Copy the records character for character, from their start through the line containing "M377 120L375 85L323", both ends included. Leave the pictures out of your copy.

** start of Records **

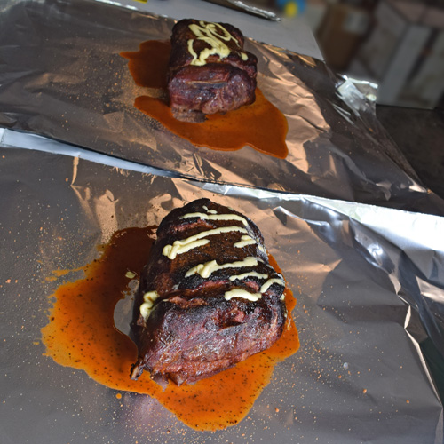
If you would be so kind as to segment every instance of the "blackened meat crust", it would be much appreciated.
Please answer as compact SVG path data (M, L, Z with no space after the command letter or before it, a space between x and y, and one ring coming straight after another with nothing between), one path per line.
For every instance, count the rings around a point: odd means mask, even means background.
M184 218L194 213L198 214ZM215 214L242 217L246 225L239 219L205 217ZM230 229L205 237L210 241L206 245L172 259L163 254L163 248L175 241L219 227L239 227L248 234ZM256 242L234 246L242 235ZM187 275L199 264L212 260L218 265L232 264L246 258L255 258L258 264L218 269L209 276L198 273ZM270 279L283 282L270 266L262 234L250 218L208 199L173 210L159 226L134 305L131 329L139 358L132 366L131 377L137 379L148 370L155 380L190 384L270 347L281 337L285 323L283 284L271 284L255 301L239 297L227 300L225 297L234 289L258 294ZM140 305L149 291L156 291L158 298L144 318Z
M256 75L258 59L243 50L243 36L239 29L227 23L220 23L234 38L224 40L231 52L220 58L211 54L203 66L192 64L190 41L195 54L210 49L203 39L192 32L189 25L200 21L186 19L172 29L171 56L168 72L168 92L171 110L179 120L202 121L205 115L226 113L256 99ZM245 54L242 59L241 53Z

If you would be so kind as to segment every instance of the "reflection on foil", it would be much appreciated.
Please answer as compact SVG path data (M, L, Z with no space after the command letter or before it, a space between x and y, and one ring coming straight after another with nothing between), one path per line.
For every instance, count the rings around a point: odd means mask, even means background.
M41 139L28 138L36 150L0 148L5 442L44 443L49 429L58 441L73 443L222 444L241 436L249 442L442 442L439 374L432 364L443 359L444 218L123 174L83 160L83 153L73 170L72 157L37 151ZM198 197L258 223L297 298L293 314L301 339L299 353L275 369L248 416L215 433L187 429L149 398L109 390L56 365L39 344L48 296L69 279L46 280L52 270L90 263L110 225L157 225L173 207ZM421 243L416 234L424 231ZM129 307L115 312L119 325ZM25 422L26 428L17 426Z
M377 120L375 85L323 62L247 39L261 91L289 122L290 152L211 152L133 107L143 91L119 53L170 38L174 20L89 0L11 1L0 20L1 126L198 180L444 214Z

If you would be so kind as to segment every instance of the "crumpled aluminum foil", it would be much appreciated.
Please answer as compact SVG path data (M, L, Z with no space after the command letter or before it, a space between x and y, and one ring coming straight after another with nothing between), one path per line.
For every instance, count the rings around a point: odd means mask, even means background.
M258 86L289 122L279 160L195 147L133 107L144 91L119 53L168 39L172 20L91 0L9 0L0 21L0 126L206 182L444 214L377 120L376 91L323 62L247 40Z
M0 136L2 443L442 442L443 218L139 172L36 136L21 135L20 147ZM114 231L158 224L199 197L258 225L297 298L301 339L247 417L215 432L187 428L147 396L117 399L40 343L48 296L77 277L50 282L52 270L82 266ZM115 310L124 332L130 312Z

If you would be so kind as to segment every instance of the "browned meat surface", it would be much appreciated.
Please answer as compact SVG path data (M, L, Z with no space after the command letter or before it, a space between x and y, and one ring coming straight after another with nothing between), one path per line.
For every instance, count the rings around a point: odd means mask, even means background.
M227 23L186 19L171 36L170 106L180 120L226 113L255 101L257 57L243 50L243 36Z
M131 377L148 370L155 380L193 383L268 348L282 333L283 290L248 218L208 199L174 210L159 226L136 297Z

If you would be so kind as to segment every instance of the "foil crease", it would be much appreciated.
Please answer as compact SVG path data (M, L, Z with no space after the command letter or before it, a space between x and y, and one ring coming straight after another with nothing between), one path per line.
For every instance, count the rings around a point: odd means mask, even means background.
M174 20L88 0L10 0L0 9L0 126L175 174L444 214L376 118L375 85L247 39L258 86L289 122L284 160L198 148L139 112L145 94L119 54L168 39Z
M443 441L443 218L131 170L3 135L2 442ZM258 224L297 298L301 339L247 417L215 432L187 428L147 396L118 399L40 343L50 295L78 277L51 281L52 270L84 266L114 231L158 224L199 197ZM131 309L125 299L115 312L125 333Z

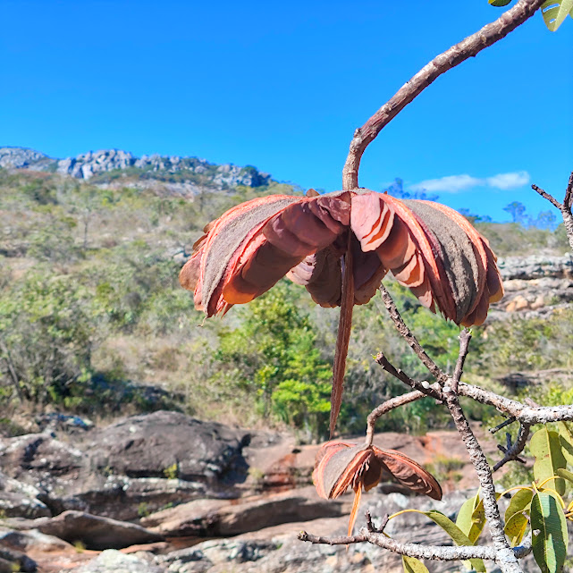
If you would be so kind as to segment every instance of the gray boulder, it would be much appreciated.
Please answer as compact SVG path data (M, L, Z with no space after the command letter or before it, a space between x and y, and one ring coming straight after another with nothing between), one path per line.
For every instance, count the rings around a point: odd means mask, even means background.
M31 525L40 533L71 544L80 542L88 549L122 549L163 541L162 535L141 526L82 511L64 511L55 518L40 518Z

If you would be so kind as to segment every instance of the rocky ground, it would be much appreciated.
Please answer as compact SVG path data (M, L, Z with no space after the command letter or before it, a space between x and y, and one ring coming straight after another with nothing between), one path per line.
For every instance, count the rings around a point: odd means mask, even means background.
M159 411L106 427L52 416L38 431L0 439L0 572L312 572L400 570L368 545L310 545L301 529L342 535L352 498L320 499L310 484L317 446ZM476 427L482 437L484 432ZM477 482L452 432L381 434L432 469L445 501L407 495L385 482L363 498L381 517L406 507L454 516ZM497 456L492 440L487 453ZM362 513L362 511L360 512ZM418 514L392 521L391 535L442 543ZM359 527L364 523L360 517ZM433 571L458 571L433 563ZM535 569L532 569L535 570Z

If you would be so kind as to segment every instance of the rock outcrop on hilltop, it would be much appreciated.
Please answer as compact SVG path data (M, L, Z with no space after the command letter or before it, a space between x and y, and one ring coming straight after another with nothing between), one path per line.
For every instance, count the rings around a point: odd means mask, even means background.
M498 261L505 295L488 320L530 318L573 301L573 255L507 257Z
M271 181L268 173L255 167L240 167L231 164L215 165L198 157L162 156L158 155L136 157L129 151L103 149L88 151L76 157L55 159L26 147L0 147L0 167L4 169L29 169L71 175L76 179L89 180L110 172L137 170L139 174L185 174L208 177L219 188L260 187Z
M373 545L346 551L297 539L301 529L340 535L348 527L351 493L326 501L310 485L317 445L298 446L288 434L165 411L84 427L83 434L59 426L54 428L57 434L46 429L0 438L0 463L11 476L0 480L0 571L402 570L399 555ZM475 429L482 439L485 430ZM375 442L425 464L444 456L459 459L459 470L441 476L443 501L381 484L363 497L357 530L365 525L366 508L375 519L406 507L455 518L475 493L477 479L455 432L417 437L385 433ZM499 455L493 441L484 444L488 455ZM145 480L147 489L136 493L133 488ZM13 492L14 483L21 485L19 501L7 492L9 482ZM191 484L198 488L186 488ZM171 498L167 490L174 493ZM386 532L415 543L448 543L440 527L417 513L392 519ZM434 562L432 570L459 567Z

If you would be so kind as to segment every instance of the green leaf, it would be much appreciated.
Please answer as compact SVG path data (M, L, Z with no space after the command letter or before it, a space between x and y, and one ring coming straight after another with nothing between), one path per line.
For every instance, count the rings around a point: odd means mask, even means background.
M402 555L402 567L404 573L430 573L426 565L415 557Z
M527 528L527 518L523 513L514 513L505 523L503 532L510 539L511 547L515 547L521 543L523 536L526 535Z
M568 471L567 469L558 469L557 475L564 477L566 480L573 484L573 472Z
M432 521L439 525L453 539L456 545L473 545L470 539L459 527L441 511L424 511ZM470 559L469 562L476 571L485 573L485 565L481 559Z
M552 477L552 476L555 476L558 469L564 469L567 466L561 451L559 434L557 432L550 432L547 426L537 430L533 434L529 449L535 457L533 473L538 484L541 484L548 477ZM565 493L565 481L562 478L551 479L544 487L554 489L560 495Z
M573 12L573 0L547 0L541 4L541 13L545 26L554 32L562 23L567 14Z
M567 422L558 422L559 440L561 442L561 451L569 466L573 466L573 432Z
M505 510L505 523L507 524L516 513L521 513L528 510L532 497L532 490L518 490L511 498L510 505L508 505L508 509Z
M533 554L542 573L559 573L567 556L567 522L560 502L550 493L531 501Z

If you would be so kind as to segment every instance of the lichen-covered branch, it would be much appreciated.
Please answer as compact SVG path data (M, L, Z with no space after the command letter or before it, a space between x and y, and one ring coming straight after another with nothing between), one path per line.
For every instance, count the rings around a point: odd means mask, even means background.
M500 468L505 466L508 461L516 460L525 463L524 460L519 458L519 454L523 451L523 449L526 447L526 443L527 442L529 427L529 424L522 424L519 426L518 437L513 443L511 443L511 434L508 434L509 438L507 447L501 450L501 451L503 451L505 455L503 456L502 459L500 459L500 461L498 461L495 466L493 466L493 471L497 471ZM498 446L498 448L500 446Z
M358 168L366 148L374 141L382 129L408 104L442 73L505 38L511 30L530 18L543 3L544 0L519 0L515 6L503 13L495 21L484 26L475 34L440 54L407 81L387 103L354 132L342 170L342 189L350 190L358 187Z
M380 364L380 363L379 363ZM427 394L419 390L415 390L414 392L409 392L406 394L401 394L400 396L396 396L387 400L385 402L383 402L370 412L368 417L367 418L367 439L366 445L371 446L374 440L374 430L376 424L376 420L387 414L391 410L400 408L400 406L405 406L410 402L415 402L420 398L426 398Z
M401 543L396 539L392 539L383 533L369 531L367 527L360 529L358 535L339 536L339 537L323 537L313 535L312 534L301 531L299 534L299 539L308 541L311 544L323 544L328 545L350 545L369 542L383 549L388 549L400 555L408 555L417 559L428 559L442 561L455 561L468 559L485 559L493 560L498 563L503 561L505 553L500 555L500 552L495 547L485 547L483 545L422 545L419 544ZM527 542L528 540L527 540ZM514 547L510 550L510 557L512 559L520 559L531 552L531 544L524 543L519 547ZM501 565L501 563L500 563ZM503 570L503 569L502 569Z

** end of Records **

Exercise solution →
If you would be so kind as to segment every instance of the "blackened meat crust", it would be much appreciated.
Please answer as compact SVG path data (M, L, Z with no space after the command letter or before it, a space between x and y, and one ring coming straight after another with nothing between), one path per line.
For every instance, count the rings around a point: odd means mask, even means background.
M184 218L194 213L198 214ZM215 214L242 217L246 225L239 219L205 217ZM230 229L205 237L210 241L206 245L172 259L163 254L163 248L175 241L219 227L239 227L248 234ZM256 242L234 246L242 235ZM187 275L199 264L212 260L218 265L232 264L246 258L255 258L258 264L218 269L209 276L198 273ZM270 279L283 282L270 266L262 234L250 218L208 199L173 210L159 226L134 305L131 329L139 358L132 366L131 377L137 379L148 370L155 380L190 384L270 347L281 337L285 323L283 284L271 284L255 301L239 297L227 300L225 297L234 289L258 294ZM140 305L149 291L156 291L158 298L144 318Z
M256 75L258 59L243 50L243 36L239 29L227 23L220 23L234 38L224 40L231 52L220 58L211 54L203 66L192 64L190 41L195 54L210 49L203 39L192 32L189 25L200 21L186 19L172 29L171 56L168 72L168 92L171 110L179 120L202 121L205 115L226 113L256 99ZM245 54L242 59L241 53Z

If you would be so kind as to segment every instance of the "reflection on foil", it would be much appreciated.
Please answer as compact SVG path data (M, L, Z with no space after the command letter or before it, a space between x and y, and one ring coming straight after another with nothing between), one path per line.
For every instance, count the rings around a point: odd means mask, even means background.
M41 139L28 138L36 150L0 148L5 442L44 443L49 429L58 441L73 443L222 444L241 436L249 442L442 442L439 374L432 364L443 359L444 218L123 174L83 160L83 153L73 170L72 157L37 151ZM198 197L258 223L297 298L293 314L301 339L299 353L275 369L248 416L215 433L187 429L149 398L109 390L56 365L39 344L48 296L69 279L46 280L52 270L90 263L110 225L157 225L173 207ZM421 243L416 234L424 231ZM129 307L115 312L119 325ZM25 422L26 428L17 426Z
M377 120L375 85L323 62L247 39L261 91L289 122L290 152L211 152L133 107L143 91L119 53L170 38L174 20L89 0L11 1L0 20L1 126L198 180L444 214Z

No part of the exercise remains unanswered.